Description of the task:
Set down each record exactly. Omit the pictures.

Data for review:
--------------------

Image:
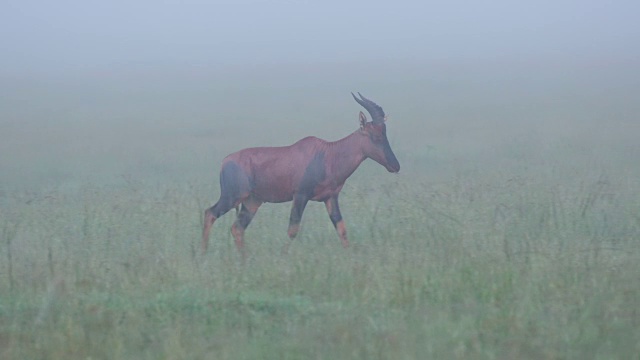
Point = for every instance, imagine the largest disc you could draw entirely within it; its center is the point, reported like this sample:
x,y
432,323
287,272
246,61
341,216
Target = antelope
x,y
311,169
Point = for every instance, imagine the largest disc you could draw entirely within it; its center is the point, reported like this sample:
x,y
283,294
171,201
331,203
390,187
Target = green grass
x,y
524,246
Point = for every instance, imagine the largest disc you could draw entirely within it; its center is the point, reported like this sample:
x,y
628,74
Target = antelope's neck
x,y
345,156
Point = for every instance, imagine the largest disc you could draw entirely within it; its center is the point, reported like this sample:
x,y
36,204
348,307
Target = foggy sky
x,y
79,36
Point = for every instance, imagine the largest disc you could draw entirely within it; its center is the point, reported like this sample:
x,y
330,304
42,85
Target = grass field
x,y
511,232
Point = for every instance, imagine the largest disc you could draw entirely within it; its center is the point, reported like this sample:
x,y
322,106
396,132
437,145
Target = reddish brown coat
x,y
311,169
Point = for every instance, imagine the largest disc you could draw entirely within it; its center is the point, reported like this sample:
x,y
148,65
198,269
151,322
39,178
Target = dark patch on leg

--------------------

Written solution:
Image:
Point = for every instance, imagine the largest disc you could draw entirely within it; its center is the point, reported like this sample:
x,y
432,323
287,272
246,61
341,216
Target = antelope
x,y
311,169
Point = for every instance, imagine the largest disc you could draw entirely within it; its center is the point, reported like this sample:
x,y
283,294
171,201
331,203
390,187
Target = green grass
x,y
524,246
Point = for every instance, imagine the largest disc you could draw entirely within it; its center is the point, reported like this sample:
x,y
628,74
Target = antelope's neck
x,y
345,156
Point = for every instance, imagine the largest disc you could draw entirely within it; its center is the point, reported like this sample:
x,y
36,204
348,307
Target = foggy sky
x,y
79,36
Point = for every instance, imagine the largest disc you could draw entirely within it; its center is the point, reported like this sample:
x,y
330,304
42,85
Target = grass field
x,y
511,232
Point = for every instance, imagine the largest disc you could draw entirely within it; its center is the point, reported like this sample:
x,y
322,106
396,132
437,145
Target = reddish brown coat
x,y
311,169
Point = for every instance, imagine the largest disc you could draw entirely within it; its center is the point, reported like this sample:
x,y
148,65
198,269
151,322
39,178
Target = dark patch on leg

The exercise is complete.